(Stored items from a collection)
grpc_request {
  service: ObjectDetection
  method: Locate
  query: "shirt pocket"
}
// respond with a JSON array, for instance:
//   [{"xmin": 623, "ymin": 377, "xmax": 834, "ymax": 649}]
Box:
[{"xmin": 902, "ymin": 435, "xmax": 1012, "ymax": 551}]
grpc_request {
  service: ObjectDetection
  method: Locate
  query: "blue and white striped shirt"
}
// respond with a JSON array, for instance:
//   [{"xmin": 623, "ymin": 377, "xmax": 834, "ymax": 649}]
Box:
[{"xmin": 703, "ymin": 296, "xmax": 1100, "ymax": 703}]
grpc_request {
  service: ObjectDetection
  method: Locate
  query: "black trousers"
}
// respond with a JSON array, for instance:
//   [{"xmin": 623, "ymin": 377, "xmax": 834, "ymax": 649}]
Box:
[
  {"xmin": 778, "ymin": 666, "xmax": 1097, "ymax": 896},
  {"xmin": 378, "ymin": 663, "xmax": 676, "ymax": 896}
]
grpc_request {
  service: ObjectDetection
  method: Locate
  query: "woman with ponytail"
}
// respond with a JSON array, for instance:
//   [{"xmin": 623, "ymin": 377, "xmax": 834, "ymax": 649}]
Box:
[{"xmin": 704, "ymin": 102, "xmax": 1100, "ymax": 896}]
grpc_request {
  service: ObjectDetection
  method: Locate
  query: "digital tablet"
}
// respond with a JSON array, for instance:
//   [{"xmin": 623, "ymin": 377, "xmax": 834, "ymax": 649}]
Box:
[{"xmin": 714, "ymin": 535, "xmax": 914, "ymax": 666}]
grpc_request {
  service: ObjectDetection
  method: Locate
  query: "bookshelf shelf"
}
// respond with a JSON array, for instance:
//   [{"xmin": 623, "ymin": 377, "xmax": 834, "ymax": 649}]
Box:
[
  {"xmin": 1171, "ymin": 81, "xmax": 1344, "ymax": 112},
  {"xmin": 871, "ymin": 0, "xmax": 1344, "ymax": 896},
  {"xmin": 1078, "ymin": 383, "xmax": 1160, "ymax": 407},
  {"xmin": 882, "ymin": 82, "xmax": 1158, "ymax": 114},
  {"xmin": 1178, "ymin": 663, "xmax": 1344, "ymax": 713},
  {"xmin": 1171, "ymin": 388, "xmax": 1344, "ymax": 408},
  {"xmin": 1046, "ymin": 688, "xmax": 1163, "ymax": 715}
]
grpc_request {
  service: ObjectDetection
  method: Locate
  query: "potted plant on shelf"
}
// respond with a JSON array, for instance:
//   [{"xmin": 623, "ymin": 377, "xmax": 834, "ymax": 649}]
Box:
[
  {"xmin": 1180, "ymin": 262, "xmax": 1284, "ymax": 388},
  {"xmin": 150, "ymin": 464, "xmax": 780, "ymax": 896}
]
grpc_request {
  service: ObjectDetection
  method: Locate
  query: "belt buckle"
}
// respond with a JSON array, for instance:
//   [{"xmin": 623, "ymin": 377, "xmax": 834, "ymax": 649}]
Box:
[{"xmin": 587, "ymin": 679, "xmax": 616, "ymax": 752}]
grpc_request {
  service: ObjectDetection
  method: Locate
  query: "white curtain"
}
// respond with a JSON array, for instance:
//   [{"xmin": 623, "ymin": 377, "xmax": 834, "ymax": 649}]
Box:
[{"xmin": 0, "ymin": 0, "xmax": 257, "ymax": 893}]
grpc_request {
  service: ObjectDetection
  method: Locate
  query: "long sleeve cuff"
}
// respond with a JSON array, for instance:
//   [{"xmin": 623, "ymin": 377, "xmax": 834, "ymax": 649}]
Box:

§ Exercise aim:
Locate each line in the items above that contains the string "query", matching case exactly, and copy those lines.

§ Full answer:
  query: "shirt pocket"
  query: "blue and white striped shirt"
  query: "black trousers"
  query: "woman with ponytail"
  query: "digital tablet"
  query: "bookshelf shelf"
  query: "potted plant on shelf"
  query: "belt buckle"
  query: "white curtain"
  query: "long sleeve cuff"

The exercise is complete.